Author: Xiao Bing, Deep Tide TechFlow
On May 22nd, after China Securities Regulatory Commission (CSRC) announced plans to impose severe penalties on three overseas brokerages—Futu, Tiger Brokers, and Longbridge—their stock prices plummeted sharply.
However, in the community of Futu's own app, the tone took a sudden turn. Beyond discussing stocks, it became a matchmaking platform for investors overnight.
A self-proclaimed D-cup beauty from mainland China is seeking an overseas man; a mainland-born '90s generation individual with a 2046% return is willing to consider "any gender" for an identity swap; a Hong Kong man holding a German passport is inverting the selection criteria, preferring "Guangdong, Zhejiang, or Shanghai natives"......
This isn't just anecdotal. You're witnessing a latent, securitized marriage market taking shape in real time within the Futu community. Demand side, supply side, price preferences, geographical screening conditions... all spontaneously forming. This is the most honest natural language leak of the mindset among China's middle-class investor group in 2026.

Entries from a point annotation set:
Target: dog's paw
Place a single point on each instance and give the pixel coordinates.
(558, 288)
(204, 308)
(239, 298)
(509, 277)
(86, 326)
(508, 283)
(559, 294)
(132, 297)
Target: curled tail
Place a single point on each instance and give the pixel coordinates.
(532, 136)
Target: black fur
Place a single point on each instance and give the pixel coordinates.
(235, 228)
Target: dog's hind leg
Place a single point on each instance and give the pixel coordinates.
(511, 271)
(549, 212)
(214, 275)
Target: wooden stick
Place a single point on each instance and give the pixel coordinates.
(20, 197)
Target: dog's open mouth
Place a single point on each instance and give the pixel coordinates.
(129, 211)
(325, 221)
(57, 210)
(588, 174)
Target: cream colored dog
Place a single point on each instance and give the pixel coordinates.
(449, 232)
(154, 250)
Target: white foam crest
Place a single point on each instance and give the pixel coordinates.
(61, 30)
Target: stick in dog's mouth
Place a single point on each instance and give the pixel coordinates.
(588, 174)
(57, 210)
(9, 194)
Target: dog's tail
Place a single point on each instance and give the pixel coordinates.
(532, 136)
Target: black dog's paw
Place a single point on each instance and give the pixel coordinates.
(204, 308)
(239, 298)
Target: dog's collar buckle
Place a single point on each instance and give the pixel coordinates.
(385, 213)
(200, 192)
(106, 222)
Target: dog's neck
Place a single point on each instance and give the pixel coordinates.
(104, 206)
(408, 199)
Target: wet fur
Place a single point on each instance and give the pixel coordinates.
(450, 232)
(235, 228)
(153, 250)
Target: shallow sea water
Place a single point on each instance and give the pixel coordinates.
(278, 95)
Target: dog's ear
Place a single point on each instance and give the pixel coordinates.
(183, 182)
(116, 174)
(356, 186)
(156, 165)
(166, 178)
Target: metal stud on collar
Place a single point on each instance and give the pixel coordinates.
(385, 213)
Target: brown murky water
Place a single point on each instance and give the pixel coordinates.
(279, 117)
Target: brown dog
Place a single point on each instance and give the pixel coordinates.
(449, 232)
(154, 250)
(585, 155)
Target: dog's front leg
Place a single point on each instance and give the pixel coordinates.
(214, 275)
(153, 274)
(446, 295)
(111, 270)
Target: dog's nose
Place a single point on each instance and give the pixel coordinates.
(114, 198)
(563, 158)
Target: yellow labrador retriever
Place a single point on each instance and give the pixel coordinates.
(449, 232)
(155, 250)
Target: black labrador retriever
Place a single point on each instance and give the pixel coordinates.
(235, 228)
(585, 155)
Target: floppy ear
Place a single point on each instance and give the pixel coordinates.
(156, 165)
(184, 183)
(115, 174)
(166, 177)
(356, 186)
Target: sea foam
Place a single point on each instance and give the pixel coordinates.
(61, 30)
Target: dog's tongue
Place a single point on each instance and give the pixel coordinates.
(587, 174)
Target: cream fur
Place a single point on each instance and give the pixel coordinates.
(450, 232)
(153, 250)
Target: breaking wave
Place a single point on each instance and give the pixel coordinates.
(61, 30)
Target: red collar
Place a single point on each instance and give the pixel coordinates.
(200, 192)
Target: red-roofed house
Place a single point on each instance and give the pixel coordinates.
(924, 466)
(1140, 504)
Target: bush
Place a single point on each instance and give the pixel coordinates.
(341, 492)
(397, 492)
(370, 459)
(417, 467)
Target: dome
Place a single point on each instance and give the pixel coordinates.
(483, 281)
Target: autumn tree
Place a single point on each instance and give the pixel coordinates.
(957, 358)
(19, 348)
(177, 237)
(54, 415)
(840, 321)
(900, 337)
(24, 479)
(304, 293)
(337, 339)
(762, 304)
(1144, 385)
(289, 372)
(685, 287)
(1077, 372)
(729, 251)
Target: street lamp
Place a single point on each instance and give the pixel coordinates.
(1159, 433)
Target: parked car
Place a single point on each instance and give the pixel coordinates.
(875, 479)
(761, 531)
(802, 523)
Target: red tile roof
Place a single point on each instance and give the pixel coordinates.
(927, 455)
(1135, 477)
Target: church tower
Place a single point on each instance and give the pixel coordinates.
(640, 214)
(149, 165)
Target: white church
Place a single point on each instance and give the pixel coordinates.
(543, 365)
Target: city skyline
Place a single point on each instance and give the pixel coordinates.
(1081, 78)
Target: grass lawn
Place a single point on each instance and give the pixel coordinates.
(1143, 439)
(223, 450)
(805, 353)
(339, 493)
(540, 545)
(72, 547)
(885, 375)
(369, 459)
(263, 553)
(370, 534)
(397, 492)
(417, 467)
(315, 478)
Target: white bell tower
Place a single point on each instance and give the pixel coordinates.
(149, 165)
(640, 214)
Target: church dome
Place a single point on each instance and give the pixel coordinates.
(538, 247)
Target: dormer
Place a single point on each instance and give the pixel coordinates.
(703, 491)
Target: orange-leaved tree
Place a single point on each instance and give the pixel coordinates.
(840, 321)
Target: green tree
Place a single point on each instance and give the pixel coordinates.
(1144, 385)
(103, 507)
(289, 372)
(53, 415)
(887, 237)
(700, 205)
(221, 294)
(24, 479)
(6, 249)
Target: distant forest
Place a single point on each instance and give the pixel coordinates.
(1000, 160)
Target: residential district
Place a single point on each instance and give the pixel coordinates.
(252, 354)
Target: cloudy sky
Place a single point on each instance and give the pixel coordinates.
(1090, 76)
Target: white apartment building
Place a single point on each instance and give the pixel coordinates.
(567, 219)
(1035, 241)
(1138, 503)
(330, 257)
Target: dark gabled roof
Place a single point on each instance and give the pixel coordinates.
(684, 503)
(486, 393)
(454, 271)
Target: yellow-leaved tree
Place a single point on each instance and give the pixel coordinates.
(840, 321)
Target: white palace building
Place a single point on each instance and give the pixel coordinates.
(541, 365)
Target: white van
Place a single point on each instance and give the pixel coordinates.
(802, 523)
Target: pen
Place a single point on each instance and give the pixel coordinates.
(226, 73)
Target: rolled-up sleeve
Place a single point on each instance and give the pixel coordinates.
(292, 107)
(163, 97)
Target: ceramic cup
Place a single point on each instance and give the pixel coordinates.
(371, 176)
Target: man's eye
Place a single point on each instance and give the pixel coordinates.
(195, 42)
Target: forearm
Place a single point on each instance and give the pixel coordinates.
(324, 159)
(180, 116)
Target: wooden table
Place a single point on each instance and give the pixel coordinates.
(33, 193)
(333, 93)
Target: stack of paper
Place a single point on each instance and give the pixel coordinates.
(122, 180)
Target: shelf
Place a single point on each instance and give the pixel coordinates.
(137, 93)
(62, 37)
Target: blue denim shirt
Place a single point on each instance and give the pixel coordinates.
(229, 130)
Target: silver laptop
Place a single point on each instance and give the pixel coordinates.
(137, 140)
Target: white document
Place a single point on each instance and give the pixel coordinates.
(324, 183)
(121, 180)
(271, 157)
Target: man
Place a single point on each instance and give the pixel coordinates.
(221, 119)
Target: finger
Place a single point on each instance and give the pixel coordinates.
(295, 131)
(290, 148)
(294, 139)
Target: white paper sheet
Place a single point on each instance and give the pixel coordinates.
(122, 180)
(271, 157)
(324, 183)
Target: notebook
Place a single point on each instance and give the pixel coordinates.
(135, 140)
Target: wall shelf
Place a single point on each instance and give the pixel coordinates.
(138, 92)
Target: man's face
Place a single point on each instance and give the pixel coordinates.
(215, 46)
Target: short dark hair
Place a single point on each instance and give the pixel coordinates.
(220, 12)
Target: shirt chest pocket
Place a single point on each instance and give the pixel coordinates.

Written request
Translate this sentence from the article about Futu's app community into Spanish: "However, in the community of Futu's own app, the tone took a sudden turn." The data above is separate material and is not part of the article.

The output
Sin embargo, en la comunidad de la propia aplicación de Futu, el tono dio un giro repentino.